BRANO ESTRATTO →
------------------------------------------------

Altro che «non basta essere donna»: il David di Donatello 2025 suggella l’inarrestabile “effetto Meloni” per le italiane

La miglior regia a Maura Delpero è solo l'ultimo tetto di cristallo sfondato in Italia da quando Meloni è premier. La sinistra lo nega, ma è un fatto che in questi due anni e mezzo siano state raggiunte posizioni senza precedenti in tutti gli ambiti. Ecco una breve carrellata

Politica - di Annamaria Gravino - 8 Maggio 2025 alle 14:38

Non solo Maura Delpero, che con il «miglior film», il documentario Vermiglio, ha sbancato e conseguito il risultato storico di essere la prima donna premiata per la «miglior regia». Il David di Donatello 2025 ha visto più in generale il trionfo delle donne, che hanno ottenuto il premio in diverse categorie di primo piano. Anche il miglior esordio alla regia è andato a una donna, Margherita Vicario con Gloria!. Sempre Delpero si è aggiudicata la migliore sceneggiatura originale. È stata firmata a maggioranza da donne anche la migliore sceneggiatura non originale: L’arte della gioia è stata firmata da Valeria Golino, Francesca Marciano, Valia Santella con i colleghi Luca Infascelli e Stefano Sardo. E il tocco femminile si registra anche in altri premi, dalle musiche ai casting.

------------------------------------------------

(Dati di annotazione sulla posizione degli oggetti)

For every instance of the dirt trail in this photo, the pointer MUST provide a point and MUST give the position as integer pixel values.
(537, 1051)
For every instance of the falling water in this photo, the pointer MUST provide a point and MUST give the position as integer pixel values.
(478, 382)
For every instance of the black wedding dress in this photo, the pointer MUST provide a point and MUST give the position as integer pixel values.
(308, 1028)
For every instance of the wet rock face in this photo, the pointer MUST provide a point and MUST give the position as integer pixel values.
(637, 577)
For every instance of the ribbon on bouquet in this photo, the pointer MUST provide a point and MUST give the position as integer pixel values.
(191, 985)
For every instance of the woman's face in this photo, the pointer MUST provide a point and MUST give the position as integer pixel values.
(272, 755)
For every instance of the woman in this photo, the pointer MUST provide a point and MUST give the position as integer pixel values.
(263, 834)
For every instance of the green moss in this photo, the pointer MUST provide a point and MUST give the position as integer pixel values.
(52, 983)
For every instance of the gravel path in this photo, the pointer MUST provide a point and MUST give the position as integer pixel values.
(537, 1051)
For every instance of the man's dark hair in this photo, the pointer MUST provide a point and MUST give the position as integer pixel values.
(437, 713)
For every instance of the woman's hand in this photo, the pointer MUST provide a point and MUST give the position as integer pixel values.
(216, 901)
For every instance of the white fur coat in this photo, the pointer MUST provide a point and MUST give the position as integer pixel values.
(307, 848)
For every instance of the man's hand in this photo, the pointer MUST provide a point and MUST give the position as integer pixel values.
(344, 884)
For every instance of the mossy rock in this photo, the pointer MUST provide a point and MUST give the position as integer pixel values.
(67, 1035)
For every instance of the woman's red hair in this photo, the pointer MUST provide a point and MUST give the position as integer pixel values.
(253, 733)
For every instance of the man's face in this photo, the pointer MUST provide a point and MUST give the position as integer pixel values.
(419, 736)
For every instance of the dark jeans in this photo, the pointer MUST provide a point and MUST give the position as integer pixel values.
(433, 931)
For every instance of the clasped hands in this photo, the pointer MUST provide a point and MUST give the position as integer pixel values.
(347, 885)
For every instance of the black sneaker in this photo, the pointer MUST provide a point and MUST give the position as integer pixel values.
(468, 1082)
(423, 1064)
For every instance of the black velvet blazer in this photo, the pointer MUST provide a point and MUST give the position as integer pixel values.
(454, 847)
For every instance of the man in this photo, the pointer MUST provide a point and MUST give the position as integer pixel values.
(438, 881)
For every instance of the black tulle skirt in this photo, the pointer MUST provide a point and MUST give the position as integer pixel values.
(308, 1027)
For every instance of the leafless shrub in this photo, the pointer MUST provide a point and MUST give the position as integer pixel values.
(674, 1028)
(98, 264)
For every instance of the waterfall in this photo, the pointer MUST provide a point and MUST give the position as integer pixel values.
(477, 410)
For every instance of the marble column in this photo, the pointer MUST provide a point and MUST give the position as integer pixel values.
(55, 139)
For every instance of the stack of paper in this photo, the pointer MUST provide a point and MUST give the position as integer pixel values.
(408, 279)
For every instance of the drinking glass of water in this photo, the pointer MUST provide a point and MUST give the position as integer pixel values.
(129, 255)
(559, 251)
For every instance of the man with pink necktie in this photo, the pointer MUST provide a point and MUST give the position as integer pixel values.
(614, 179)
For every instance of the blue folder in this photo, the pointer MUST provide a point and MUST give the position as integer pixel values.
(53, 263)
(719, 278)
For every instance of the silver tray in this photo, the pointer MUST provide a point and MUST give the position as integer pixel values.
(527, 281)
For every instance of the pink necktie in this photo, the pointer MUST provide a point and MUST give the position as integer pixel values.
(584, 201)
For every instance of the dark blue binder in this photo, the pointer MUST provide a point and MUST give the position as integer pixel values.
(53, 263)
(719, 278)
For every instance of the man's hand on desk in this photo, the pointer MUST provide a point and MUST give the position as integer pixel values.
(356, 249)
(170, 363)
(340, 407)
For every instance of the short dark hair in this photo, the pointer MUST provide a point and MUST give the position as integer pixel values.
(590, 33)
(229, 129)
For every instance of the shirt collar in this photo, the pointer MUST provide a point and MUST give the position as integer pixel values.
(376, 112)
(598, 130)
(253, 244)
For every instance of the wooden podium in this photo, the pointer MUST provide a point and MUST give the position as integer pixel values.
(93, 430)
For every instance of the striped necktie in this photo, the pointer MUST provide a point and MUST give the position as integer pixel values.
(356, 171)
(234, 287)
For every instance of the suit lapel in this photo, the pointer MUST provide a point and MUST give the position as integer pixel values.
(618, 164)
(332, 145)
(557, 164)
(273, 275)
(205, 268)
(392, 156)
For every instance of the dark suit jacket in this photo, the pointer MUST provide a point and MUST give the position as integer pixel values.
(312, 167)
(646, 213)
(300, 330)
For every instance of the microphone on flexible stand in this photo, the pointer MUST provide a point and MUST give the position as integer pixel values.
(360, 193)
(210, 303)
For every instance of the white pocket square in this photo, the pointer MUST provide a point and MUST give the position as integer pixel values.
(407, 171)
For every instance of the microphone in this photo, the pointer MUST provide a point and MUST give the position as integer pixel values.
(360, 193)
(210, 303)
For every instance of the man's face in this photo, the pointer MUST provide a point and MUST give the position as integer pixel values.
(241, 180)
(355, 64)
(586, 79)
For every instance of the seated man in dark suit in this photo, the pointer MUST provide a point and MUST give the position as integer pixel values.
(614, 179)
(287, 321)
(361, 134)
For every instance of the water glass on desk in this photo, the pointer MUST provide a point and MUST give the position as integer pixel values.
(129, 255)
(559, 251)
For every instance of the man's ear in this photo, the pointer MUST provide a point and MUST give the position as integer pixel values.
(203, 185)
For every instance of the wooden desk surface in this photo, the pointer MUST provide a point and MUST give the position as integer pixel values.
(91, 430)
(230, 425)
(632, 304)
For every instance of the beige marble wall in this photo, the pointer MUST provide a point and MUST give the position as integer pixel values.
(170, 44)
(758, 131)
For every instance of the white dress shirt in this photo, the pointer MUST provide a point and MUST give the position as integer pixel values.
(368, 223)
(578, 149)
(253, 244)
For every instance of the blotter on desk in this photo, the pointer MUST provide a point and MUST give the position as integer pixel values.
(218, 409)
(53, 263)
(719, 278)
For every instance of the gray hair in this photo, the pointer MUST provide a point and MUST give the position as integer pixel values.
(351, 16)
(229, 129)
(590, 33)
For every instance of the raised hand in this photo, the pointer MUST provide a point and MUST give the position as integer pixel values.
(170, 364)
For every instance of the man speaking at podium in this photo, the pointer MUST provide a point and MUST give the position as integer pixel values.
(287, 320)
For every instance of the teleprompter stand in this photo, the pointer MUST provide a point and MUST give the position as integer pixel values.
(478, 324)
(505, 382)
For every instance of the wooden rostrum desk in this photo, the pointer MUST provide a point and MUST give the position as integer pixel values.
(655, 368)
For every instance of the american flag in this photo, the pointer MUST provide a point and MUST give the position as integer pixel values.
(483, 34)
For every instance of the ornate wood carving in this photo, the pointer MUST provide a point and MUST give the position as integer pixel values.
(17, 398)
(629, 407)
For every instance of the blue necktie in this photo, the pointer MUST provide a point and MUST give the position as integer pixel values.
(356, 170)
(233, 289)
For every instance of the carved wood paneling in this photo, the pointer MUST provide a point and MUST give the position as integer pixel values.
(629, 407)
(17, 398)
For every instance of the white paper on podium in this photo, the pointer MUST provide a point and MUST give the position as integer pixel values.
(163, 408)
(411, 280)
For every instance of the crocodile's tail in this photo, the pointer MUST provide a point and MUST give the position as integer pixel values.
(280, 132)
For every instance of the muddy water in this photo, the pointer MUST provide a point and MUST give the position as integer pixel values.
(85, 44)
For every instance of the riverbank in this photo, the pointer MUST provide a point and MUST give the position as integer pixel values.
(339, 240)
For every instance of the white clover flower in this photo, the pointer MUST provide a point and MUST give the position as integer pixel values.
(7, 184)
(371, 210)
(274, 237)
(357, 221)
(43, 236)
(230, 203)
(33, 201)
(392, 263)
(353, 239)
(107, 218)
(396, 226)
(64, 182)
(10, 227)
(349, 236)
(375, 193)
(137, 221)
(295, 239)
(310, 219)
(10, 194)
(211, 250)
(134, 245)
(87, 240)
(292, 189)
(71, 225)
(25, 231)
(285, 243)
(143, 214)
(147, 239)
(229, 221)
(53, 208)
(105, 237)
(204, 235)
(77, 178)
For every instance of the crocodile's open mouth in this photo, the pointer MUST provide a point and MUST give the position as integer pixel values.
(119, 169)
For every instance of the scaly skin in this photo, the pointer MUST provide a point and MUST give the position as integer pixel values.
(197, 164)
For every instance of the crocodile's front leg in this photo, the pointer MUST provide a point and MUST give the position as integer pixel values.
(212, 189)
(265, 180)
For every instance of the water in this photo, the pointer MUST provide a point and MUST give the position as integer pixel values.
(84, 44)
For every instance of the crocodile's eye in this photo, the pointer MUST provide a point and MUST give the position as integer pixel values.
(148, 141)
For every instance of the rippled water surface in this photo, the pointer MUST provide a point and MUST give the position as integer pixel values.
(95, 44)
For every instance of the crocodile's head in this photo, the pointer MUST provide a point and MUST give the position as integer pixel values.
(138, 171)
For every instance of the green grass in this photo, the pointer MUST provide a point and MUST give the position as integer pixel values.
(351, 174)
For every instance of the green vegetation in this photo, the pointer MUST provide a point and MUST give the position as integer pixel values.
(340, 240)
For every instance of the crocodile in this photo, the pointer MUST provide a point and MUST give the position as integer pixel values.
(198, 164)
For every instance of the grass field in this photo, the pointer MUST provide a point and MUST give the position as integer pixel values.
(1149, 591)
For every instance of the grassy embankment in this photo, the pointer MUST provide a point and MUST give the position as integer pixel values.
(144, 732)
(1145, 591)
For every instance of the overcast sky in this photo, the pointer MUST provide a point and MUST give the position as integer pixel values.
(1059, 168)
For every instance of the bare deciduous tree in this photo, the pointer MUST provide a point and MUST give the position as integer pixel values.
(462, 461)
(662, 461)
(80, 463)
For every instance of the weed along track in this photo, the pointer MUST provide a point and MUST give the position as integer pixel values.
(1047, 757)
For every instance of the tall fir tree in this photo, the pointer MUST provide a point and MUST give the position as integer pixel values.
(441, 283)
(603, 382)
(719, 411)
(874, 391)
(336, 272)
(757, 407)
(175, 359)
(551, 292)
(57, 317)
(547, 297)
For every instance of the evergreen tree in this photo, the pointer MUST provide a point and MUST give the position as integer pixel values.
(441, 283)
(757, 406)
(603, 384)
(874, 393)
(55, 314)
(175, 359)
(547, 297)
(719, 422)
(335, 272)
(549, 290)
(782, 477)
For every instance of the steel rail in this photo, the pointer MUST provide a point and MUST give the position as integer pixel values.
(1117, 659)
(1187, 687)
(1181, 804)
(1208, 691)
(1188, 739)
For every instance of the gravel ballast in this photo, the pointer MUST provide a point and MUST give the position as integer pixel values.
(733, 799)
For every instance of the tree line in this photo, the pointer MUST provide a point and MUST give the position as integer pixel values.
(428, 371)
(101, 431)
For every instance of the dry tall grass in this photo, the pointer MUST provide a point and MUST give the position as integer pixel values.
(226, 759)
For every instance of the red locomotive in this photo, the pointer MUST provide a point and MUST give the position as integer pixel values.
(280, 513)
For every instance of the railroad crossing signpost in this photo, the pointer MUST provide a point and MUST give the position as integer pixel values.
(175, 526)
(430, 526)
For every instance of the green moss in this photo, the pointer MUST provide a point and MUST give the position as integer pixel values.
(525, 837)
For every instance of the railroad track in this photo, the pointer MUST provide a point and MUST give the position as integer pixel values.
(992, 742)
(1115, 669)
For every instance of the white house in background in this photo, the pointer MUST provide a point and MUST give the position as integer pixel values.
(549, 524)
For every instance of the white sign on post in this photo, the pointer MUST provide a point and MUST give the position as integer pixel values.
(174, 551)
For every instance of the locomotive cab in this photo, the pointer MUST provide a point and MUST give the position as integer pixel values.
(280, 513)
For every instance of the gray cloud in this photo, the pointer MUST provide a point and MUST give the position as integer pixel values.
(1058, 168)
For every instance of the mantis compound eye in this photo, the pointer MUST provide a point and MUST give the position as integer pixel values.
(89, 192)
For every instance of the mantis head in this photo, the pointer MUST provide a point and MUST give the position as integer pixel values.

------------------------------------------------

ESERCIZI PROPOSTI →
1) Secondo il brano sul David di Donatello 2025, con quale film Margherita Vicario ha vinto il premio per il miglior esordio alla regia?
2) Scrivi il seguito del brano sul David di Donatello 2025, riprendendo subito dopo la sua ultima frase.
Le voci sono materiale a sé stante, separato dal brano.

RISPOSTE AGLI ESERCIZI →
1) Con Gloria!.

2)
I David di Donatello 2025 suggellano un biennio d’oro per le donne italiane

Si tratta del suggello su un periodo d’oro per le donne italiane, che nell’ultimo biennio abbondante hanno sfondato numerosi tetti di cristallo, in ogni campo. Si può ritenere che sia un caso, ma è indiscutibile che questo sia avvenuto dopo che per la prima volta, con Giorgia Meloni, una donna è arrivata alla presidenza del Consiglio, sfondando il tetto dei tetti, in un settore tanto difficile quanto determinante come quello della politica.

Dal Nazareno alle partecipate: i tetti di cristallo caduti dopo l’elezione di Meloni

Non ci vuole un fine analista politico per comprendere che l’elezione di Giorgia Meloni a Palazzo Chigi ha avuto un ruolo anche in quella di Elly Schlein al Nazareno, consegnando all’Italia un quadro politico in cui i due principali partiti sono guidati da donne.

Il «detto fatto» del premier anche per le donne

Ci sono i casi in cui il ruolo del governo in questo nuovo passo femminile è stato diretto. Due per tutti: la nomina da parte del Consiglio dei ministri di Daria Perrotta, prima donna alla guida della Ragioneria dello Stato, e di Giuseppina Di Foggia a Terna, prima donna alla guida di una grande partecipata. Un «detto fatto» del presidente del Consiglio, che un mese prima disse che avere una donna in un ruolo di quel genere era «la vera sfida».

Il nuovo clima culturale

Più delle nomine dirette, però, ciò che conta è forse il clima che si è creato, dopo la dimostrazione che le donne, credendo nelle loro capacità, possono ambire a qualsiasi ruolo, come più volte ripetuto da Meloni, utilizzando la propria vicenda come paradigma per tutte. E, si direbbe dire, per tutti.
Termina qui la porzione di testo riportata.